20/12/2020

VinteVinte - 162 (I)

© Álvaro Portugal


162.

 

MADRETERRA & COMPANHIA ILIMITADA

 

Coimbra, domingo, 11 de Outubro de 2020 (I-II)

Coimbra, segunda-feira, 12 de Outubro de 2020 (III-XIX)

 


    I

    Em uma das zonas mais antigas da Cidade, as mais velhas putas andam ao ataque. Três tabernas fornecem-lhes alvos bebidos. Andam a soldo de uma indústria inexorável. A modernidade pode ladrar o que & quanto quiser – a Roda rodará sempre.
    São fodas tristes, baratas, velocíssimas. Os mais desamparados aparecem, são recrutados para gaiolas de pensões decrépitas, nem chegam a despir-se. O soldo da foda inclui a taxa do quarto.
    Aos domingos, a tristura é ainda mais mandibular. Há mais putas que se suicidam, quando é domingo – e o futuro é uma anedota mais obscena do que comer por o que se fodeu. 
    Sei alguma coisa deste mundo entre a traseira do extinto Tivoli & a extinta J.L. Escola de Dactilografia.

_Tarefas a realizar_
**a)** Indique todas as datas que figuram no texto sobre Coimbra.
**b)** Prossiga o texto sobre Coimbra a partir da sua última frase.
A consulta da listagem não é necessária.

_Dados em bruto_
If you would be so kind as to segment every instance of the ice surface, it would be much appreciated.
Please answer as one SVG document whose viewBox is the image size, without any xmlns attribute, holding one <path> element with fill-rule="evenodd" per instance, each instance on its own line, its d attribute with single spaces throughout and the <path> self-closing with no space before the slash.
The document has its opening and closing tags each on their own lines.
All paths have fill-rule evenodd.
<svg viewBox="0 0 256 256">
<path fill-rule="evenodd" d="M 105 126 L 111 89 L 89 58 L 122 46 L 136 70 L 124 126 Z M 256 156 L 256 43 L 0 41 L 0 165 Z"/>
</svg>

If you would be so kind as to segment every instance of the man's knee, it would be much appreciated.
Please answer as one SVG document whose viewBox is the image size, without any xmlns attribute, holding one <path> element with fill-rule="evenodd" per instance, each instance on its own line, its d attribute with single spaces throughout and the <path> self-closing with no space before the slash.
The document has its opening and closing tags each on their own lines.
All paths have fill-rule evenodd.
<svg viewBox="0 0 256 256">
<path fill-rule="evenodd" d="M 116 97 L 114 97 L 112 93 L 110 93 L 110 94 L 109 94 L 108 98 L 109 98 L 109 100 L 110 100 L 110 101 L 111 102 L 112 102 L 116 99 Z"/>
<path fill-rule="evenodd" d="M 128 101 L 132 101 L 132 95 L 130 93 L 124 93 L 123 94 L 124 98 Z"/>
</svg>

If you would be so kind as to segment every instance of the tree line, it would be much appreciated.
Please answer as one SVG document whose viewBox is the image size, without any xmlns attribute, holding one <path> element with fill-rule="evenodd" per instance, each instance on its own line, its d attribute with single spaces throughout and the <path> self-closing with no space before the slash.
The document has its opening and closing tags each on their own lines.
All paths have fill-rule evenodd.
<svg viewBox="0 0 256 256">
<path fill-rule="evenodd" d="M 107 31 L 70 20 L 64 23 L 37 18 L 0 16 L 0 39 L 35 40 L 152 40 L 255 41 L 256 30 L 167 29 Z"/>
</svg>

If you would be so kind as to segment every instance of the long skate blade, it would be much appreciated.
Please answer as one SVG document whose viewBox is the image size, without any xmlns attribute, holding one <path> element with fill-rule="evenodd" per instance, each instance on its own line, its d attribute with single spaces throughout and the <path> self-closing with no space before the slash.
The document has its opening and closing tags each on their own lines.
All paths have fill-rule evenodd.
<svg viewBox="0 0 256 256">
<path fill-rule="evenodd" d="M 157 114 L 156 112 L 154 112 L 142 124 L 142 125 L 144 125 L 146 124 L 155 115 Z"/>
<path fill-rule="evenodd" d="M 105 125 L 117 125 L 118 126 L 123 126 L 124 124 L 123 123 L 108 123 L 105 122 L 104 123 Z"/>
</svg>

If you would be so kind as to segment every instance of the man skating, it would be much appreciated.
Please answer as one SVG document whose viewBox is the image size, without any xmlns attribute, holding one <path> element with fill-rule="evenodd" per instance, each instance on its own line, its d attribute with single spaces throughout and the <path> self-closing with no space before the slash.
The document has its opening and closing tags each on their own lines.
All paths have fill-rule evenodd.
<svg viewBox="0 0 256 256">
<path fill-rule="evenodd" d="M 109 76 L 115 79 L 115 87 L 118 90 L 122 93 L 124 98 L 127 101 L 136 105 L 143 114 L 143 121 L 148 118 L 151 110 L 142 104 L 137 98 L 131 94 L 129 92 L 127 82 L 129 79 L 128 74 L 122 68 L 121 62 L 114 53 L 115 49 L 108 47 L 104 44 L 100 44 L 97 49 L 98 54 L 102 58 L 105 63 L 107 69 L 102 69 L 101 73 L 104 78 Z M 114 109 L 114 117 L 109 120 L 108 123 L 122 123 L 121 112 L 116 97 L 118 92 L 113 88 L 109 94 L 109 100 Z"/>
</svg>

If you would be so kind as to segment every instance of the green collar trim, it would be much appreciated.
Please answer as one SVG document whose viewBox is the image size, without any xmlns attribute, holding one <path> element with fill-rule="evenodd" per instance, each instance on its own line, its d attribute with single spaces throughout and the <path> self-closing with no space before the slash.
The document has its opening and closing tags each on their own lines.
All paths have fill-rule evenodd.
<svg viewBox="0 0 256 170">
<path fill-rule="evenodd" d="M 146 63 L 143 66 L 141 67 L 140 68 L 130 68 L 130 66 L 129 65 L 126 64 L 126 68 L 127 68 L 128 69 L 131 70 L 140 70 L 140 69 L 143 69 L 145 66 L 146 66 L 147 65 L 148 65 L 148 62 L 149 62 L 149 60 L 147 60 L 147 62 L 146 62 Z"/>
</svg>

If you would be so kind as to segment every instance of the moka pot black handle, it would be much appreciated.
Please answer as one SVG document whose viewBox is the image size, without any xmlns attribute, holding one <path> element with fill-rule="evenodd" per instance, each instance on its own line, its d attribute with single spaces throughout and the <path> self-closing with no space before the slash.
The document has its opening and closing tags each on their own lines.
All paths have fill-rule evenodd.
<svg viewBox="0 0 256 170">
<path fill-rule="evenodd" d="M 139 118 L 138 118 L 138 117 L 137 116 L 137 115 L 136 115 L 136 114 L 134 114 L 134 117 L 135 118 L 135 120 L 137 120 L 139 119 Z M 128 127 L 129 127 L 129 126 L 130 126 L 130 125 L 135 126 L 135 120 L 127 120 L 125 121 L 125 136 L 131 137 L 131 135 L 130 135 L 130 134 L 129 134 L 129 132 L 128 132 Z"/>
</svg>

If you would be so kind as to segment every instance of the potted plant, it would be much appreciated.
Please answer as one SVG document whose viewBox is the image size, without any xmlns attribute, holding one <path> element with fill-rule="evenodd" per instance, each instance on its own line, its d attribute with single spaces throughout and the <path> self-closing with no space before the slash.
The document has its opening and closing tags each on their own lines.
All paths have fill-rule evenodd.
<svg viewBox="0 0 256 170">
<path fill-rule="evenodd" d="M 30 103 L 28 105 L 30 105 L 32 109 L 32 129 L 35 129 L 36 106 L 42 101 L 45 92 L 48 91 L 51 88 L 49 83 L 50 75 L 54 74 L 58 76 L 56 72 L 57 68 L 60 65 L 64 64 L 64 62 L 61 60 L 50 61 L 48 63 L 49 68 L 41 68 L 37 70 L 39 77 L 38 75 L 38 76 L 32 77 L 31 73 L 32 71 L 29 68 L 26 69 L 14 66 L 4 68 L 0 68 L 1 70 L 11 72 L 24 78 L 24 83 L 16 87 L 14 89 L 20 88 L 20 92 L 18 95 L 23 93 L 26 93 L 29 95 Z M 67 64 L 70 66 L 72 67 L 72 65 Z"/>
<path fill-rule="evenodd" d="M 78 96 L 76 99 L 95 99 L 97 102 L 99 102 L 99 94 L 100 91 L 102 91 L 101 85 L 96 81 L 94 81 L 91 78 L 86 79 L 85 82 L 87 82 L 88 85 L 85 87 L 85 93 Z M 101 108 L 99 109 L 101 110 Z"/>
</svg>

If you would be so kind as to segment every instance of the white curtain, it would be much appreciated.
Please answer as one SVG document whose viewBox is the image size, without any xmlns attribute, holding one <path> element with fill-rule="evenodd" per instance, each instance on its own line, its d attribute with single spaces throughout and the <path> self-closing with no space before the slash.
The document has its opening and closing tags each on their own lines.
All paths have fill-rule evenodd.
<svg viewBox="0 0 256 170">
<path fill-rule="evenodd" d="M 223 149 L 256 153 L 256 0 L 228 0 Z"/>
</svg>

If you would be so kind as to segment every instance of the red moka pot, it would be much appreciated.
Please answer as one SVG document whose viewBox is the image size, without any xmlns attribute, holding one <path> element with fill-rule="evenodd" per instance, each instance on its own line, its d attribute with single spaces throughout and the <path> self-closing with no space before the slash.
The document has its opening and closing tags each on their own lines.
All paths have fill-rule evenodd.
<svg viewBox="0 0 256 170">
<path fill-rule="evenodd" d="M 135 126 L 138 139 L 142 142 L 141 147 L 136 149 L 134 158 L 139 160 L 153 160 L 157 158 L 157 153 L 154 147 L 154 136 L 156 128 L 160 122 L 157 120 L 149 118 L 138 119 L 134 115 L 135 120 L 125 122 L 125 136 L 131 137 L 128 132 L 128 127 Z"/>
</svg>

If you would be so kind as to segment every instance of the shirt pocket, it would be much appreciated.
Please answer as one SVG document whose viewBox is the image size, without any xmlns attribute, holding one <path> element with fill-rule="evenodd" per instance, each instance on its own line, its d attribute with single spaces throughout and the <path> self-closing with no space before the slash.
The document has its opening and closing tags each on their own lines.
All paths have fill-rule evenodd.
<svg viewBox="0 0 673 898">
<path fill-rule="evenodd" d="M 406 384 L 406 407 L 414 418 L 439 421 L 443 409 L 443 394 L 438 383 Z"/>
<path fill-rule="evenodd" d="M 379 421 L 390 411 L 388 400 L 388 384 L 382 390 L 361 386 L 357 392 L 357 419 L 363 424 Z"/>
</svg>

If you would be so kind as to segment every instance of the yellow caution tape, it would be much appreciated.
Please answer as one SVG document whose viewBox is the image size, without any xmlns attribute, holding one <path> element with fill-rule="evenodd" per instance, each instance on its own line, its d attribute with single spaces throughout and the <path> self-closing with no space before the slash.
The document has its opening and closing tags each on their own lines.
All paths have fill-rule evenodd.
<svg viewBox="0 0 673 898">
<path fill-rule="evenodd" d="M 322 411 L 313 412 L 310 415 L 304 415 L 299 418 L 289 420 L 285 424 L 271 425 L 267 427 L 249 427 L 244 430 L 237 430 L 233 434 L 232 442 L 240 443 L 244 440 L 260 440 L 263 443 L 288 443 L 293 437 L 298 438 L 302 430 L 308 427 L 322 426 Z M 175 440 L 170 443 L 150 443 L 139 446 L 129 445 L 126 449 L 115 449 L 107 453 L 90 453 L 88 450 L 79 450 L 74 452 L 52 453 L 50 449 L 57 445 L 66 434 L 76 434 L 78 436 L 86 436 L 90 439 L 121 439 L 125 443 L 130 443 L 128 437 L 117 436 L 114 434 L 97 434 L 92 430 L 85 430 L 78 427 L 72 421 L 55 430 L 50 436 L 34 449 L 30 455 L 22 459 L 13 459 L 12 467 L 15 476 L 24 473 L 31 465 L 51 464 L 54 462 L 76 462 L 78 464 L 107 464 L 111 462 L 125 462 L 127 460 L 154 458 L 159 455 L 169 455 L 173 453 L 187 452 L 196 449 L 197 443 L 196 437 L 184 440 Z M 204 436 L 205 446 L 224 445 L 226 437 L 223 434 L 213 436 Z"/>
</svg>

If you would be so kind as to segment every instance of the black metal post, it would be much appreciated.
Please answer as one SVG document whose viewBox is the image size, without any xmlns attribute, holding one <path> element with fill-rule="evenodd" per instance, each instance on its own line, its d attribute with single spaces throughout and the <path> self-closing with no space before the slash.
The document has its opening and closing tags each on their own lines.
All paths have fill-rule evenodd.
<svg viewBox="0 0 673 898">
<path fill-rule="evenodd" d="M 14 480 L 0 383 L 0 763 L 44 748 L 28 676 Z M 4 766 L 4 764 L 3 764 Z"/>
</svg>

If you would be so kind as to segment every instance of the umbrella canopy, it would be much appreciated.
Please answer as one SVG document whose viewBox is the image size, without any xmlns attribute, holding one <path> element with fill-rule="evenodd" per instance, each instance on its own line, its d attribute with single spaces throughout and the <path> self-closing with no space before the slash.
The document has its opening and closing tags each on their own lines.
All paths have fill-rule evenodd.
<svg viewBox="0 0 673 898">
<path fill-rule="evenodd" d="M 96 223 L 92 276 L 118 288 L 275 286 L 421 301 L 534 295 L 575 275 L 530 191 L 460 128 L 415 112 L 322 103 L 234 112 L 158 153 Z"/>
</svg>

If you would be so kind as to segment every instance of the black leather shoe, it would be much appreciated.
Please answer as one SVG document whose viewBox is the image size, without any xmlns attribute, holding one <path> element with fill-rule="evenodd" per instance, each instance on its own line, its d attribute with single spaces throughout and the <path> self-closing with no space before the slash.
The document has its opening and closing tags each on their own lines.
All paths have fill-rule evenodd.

_Respostas às tarefas_
**a)**
20/12/2020
domingo, 11 de Outubro de 2020
segunda-feira, 12 de Outubro de 2020

**b)**
    Quando havia invernos, era uma das minhas voltas mais favorecidas. Observava, de costas para a Império ou para o Hotel Bragança, o tráfico. As senhoras do ofício juntavam algum, iam ao Café Angola para comer bolos-de-bacalhau, sandes de presunto, bebendo cerveja-preta & vinho com gasosa.
    A literatura jorrava, fustigada embora pela gélida respiração do Mondego à face da Estação Nova (Coimbra-A para estranhos à Lusa Atenas). Parecia câmara-lenta-a-preto-e-branco. E era-o & é-o na minha lembrança.
    Pouquíssimas encontram arrimo & reforma, ao cabo de um milhão de homens. Cirrose, tuberculose & sífilis são mortíferas remunerações da maioria. Vêm das catacumbas romanas, traçam nas paredes o ominoso peixe cristão. Vêm de Celorico, de Almeida, da Guarda, de Montarroio, de Pontevedra, de Huíla, do Pará. São siamesas por condição. Vão-se atarracando, vencidas pela gravitação lunar. Um dia, acordam transparentes: nem ao espelho se revelam ou descobrem.
    Da outra Banda, têm a simpatia da Senhora Rainha Santa Isabel de Aragão. Dela & da Dona Inez de Castro.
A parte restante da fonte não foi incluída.